**Yapılacak İşlemler**
(a) Trump'ın ekonomi politikalarına dair haberin "Trump, bir ticaret" ile başlayıp "altyapısını da dağıtıyor." ile biten kısmını, "ticaret savaşı" yerine "gümrük savaşı" koyarak yeniden yaz.
(b) Trump yönetiminin küresel ekonomik düzene etkisini anlatan haberi son cümlesinden sonra devam ettir.

---------- Verilen Alıntı ----------

16 Haziran 2025, Pazartesi
Haber Giriş: 28.04.2025 22:45 | Son Güncelleme: 28.04.2025 22:47

Trump'ın ekonomik yıkımını tersine çevirmek çok zor olacak

Trump’ın ikinci döneminin ilk 100 gününde attığı adımlar küresel düzeni derinden sarstı. Müttefikler ABD'yi dışlayarak yeni ittifaklar kurarken, Çin ise kendine yeni fırsatlar yaratıyor ve bu boşluğu hızla dolduruyor. Dünya değişirken, ABD için eski düzenin geri dönmesi çok zor olabilir
Doug Millis / New York Times
Doug Millis / New York Times
A+ Yazı Boyutunu Büyüt A- Yazı Boyutunu Küçült

Patricia Cohen / New York Times

ABD Başkanı Donald Trump, küresel ekonomik düzeni yıkma niyetini açıkça ortaya koydu. Ve sadece 100 gün içinde bu hedefe ulaşmada kayda değer bir ilerleme kaydetti.

Trump, bir ticaret savaşı başlattı, anlaşmaları iptal etti ve Washington’un Avrupa’yı savunmayabileceğini ima etti. Ayrıca bilgi birikimi ve deneyimi sağlayan devlet altyapısını da dağıtıyor.

---------- Gösterilen Kayıtlar ----------

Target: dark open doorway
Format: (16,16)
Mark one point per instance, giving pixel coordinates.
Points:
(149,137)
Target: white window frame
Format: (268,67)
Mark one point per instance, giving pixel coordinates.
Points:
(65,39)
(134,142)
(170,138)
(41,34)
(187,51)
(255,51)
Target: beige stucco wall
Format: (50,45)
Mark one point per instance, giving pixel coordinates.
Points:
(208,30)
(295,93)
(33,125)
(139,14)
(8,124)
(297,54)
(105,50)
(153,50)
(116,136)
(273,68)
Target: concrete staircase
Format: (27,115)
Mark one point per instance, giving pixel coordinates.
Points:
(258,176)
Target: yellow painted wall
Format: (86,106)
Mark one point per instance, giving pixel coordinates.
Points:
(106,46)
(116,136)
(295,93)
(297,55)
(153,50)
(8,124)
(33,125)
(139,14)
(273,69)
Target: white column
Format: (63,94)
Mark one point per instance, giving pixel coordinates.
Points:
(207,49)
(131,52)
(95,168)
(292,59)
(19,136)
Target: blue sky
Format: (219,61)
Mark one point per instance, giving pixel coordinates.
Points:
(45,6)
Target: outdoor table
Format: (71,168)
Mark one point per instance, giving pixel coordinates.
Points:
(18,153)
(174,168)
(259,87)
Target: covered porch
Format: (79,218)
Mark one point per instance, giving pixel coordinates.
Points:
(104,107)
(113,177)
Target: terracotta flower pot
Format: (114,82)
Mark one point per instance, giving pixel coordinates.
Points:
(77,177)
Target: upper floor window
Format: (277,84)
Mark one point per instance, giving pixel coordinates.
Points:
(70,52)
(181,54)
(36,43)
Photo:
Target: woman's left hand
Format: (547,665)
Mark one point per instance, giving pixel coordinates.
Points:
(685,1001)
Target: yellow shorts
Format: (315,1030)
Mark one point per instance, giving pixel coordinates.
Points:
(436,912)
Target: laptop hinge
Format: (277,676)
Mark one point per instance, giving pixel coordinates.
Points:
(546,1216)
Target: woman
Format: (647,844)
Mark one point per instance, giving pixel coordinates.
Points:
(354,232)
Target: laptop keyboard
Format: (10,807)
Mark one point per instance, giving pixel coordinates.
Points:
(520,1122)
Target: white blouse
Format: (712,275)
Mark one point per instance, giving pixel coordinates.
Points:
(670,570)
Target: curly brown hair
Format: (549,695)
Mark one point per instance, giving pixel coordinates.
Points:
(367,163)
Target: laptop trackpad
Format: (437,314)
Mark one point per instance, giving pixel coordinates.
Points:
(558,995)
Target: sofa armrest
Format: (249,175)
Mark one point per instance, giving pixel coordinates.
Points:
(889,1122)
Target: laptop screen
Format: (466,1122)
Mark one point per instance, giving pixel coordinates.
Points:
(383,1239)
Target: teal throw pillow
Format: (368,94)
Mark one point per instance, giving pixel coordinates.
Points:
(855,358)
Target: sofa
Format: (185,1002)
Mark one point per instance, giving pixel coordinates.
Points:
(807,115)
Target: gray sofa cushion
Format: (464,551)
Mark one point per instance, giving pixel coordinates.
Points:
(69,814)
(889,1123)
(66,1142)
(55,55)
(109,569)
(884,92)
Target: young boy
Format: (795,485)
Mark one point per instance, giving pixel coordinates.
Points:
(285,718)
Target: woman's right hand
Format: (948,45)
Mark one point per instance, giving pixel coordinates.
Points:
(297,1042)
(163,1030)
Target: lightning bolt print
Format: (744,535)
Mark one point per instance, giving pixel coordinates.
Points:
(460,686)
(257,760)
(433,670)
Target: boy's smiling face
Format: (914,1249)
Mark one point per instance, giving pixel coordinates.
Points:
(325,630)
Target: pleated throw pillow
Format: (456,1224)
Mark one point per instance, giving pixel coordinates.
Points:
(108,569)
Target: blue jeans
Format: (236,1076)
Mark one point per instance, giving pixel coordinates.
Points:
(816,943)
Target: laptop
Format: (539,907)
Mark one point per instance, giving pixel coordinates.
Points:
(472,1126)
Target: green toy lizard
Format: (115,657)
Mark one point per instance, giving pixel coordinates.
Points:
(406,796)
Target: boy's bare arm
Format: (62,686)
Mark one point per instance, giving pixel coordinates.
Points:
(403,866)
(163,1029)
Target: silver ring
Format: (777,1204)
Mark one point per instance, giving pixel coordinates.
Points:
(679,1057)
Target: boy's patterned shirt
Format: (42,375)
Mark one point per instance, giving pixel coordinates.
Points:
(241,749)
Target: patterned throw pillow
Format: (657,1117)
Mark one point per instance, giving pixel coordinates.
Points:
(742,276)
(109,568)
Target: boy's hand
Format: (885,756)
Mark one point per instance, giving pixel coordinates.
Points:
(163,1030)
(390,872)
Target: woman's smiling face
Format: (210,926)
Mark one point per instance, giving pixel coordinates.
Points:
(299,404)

----------

**Görevlere Göre Yanıtlar**
(a)
Trump, bir gümrük savaşı başlattı, anlaşmaları iptal etti ve Washington’un Avrupa’yı savunmayabileceğini ima etti. Ayrıca bilgi birikimi ve deneyimi sağlayan devlet altyapısını da dağıtıyor.

(b)
Değişiklikler derin oldu. Ancak dünya hâlâ çalkalanıyor. İki yıl içinde yapılacak ara seçimler Cumhuriyetçi çoğunluğu erozyona uğratabilir ve Trump’ın başkanlık süresi, anayasal olarak dört yıl içinde sona erecek. Peki, bir sonraki başkan Trump yönetiminin yaptıklarını geri alabilir mi?

Papa Francis’in yakın danışmanı Kardinal Michael Czerny'nin Katolik Kilisesi hakkında dediği gibi: “2 bin yılda yaptığımız hiçbir şey geri alınamaz değildir”

ABD'ye olan güven kalıcı olarak zarar görmüş olabilir

Küresel jeopolitik durum için de aynı şey söylenebilir. Ancak tarihçiler ve siyaset bilimciler, daha bu erken aşamada bile, Trump’ın yarattığı bazı değişikliklerin geri döndürülmesinin zor olabileceği konusunda hemfikir.

Örneğin, nesiller boyunca inşa edilen ABD'ye olan güvenin aşınması gibi.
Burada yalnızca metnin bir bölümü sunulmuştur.